■ What you will do: From the article on browntail moths below, pull out the passage between "For those who" and "last several weeks.", inclusive, word for word.

[Selected extract — start]

At least a few times every spring and summer, the experts warn us about the dangers of coming into contact with browntail caterpillars and their moths.

Those experts are now warning Central Maine residents that certain towns in the Augusta / Waterville area have large populations of the moths.

According to the KJ, the Department of Agriculture Conservation & Forestry have cited 54 Maine communities has having big populations of the toxic critters.  Winslow, Albion, Belgrade, China, and Vassalboro are among the communities in Central Maine.  Additionally, they have been in other towns in Kennebec, Waldo, and Knox counties.

For those who are unaware, the caterpillars, and the moths they turn into, shed small hairs that can cause severe skin irritation.  Additionally, if they are inhaled, they can cause respiratory distress.

Most people will develop a rash that lasts from a few hours to a few days.  However, some people develop a severe reaction that can last several weeks.

Once the hairs have been shed, they remain toxic for 12 to 36 months.  The hairs, which could land on anything (decks, patios, flowers, trees), can be thrown back into the air by activity like kids playing or mowing the lawn.

There is good news, though.  The winter is the best time to deal with these pests because they are currently dormant.

First, find the moth's "winter webs" by standing with the sun at your back and look at the tips of your tree branches.  The webs will glint in the sunlight.  Then, soak the webs in soapy water before cutting them down.

[Selected extract — finish]
[Excerpted records — start]

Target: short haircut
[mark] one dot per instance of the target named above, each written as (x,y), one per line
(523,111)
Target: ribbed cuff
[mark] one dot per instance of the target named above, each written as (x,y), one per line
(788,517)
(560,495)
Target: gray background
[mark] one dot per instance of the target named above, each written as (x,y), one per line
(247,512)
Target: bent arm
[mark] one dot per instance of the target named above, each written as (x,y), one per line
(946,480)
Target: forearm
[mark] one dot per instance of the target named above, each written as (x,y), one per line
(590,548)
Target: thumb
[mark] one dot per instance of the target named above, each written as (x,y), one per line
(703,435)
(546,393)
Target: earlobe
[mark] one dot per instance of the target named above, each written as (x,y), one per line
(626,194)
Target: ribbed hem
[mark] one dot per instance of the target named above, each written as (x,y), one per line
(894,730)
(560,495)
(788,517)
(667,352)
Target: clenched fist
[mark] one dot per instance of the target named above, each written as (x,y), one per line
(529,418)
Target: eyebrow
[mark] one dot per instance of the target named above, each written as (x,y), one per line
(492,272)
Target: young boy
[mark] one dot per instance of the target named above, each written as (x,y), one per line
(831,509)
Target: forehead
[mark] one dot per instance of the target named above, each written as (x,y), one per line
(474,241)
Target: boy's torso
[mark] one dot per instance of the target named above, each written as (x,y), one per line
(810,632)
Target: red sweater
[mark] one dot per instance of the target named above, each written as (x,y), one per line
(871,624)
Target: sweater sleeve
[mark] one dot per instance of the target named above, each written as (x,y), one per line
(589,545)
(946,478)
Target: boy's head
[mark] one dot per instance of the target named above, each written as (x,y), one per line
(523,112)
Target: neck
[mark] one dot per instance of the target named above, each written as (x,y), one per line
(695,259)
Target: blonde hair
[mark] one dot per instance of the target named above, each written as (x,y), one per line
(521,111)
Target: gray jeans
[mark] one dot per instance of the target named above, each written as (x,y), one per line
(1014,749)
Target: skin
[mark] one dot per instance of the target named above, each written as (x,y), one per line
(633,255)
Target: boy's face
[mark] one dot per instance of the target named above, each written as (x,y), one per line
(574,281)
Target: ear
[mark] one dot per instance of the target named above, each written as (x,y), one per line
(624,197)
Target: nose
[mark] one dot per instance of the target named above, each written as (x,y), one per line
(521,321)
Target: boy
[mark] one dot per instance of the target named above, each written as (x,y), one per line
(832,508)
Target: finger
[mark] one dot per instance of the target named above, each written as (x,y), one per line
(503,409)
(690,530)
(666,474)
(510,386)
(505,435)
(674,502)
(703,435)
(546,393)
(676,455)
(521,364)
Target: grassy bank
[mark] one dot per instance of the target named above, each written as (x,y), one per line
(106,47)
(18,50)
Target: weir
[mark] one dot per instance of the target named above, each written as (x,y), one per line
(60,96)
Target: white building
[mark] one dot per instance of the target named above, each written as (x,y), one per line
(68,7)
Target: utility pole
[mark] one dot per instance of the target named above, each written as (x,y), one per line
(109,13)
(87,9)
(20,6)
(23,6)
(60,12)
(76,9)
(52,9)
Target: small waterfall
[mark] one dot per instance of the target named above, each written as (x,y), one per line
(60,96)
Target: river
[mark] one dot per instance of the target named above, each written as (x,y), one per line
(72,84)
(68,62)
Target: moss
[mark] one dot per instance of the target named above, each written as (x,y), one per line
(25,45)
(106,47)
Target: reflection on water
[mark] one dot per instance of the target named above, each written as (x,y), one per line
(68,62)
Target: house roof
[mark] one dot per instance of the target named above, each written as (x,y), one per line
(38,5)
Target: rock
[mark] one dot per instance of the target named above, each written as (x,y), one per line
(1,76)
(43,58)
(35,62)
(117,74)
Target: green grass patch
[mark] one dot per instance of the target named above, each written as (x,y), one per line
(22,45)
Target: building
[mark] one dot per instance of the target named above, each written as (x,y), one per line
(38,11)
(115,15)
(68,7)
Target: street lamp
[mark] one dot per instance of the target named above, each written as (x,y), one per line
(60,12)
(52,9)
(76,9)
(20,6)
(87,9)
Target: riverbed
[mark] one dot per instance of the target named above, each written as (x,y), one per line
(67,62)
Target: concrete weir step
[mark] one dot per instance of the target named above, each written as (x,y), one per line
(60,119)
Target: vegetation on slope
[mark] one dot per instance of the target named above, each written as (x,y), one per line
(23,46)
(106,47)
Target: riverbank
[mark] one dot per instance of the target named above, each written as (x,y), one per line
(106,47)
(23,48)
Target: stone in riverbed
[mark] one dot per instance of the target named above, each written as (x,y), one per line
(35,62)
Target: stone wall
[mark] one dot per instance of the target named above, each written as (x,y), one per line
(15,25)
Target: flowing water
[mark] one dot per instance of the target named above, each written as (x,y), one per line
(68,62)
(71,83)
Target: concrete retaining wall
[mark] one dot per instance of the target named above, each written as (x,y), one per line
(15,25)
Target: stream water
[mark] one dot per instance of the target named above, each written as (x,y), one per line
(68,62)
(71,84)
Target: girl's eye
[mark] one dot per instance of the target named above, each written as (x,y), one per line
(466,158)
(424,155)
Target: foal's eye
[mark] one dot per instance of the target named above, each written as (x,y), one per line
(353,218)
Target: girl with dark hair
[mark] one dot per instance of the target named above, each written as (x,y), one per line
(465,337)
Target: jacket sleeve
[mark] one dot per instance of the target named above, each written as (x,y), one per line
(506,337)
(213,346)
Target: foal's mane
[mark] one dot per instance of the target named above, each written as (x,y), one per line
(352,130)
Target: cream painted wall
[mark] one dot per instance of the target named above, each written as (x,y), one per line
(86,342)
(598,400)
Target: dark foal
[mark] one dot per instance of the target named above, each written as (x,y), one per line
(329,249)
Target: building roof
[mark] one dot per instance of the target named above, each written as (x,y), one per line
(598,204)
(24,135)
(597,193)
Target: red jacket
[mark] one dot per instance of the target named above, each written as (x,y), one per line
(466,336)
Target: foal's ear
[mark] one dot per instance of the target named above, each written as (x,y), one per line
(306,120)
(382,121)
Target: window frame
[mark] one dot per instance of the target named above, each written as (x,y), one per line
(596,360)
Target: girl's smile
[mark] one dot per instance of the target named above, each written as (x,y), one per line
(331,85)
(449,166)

[Excerpted records — finish]

■ Response:
For those who are unaware, the caterpillars, and the moths they turn into, shed small hairs that can cause severe skin irritation.  Additionally, if they are inhaled, they can cause respiratory distress.

Most people will develop a rash that lasts from a few hours to a few days.  However, some people develop a severe reaction that can last several weeks.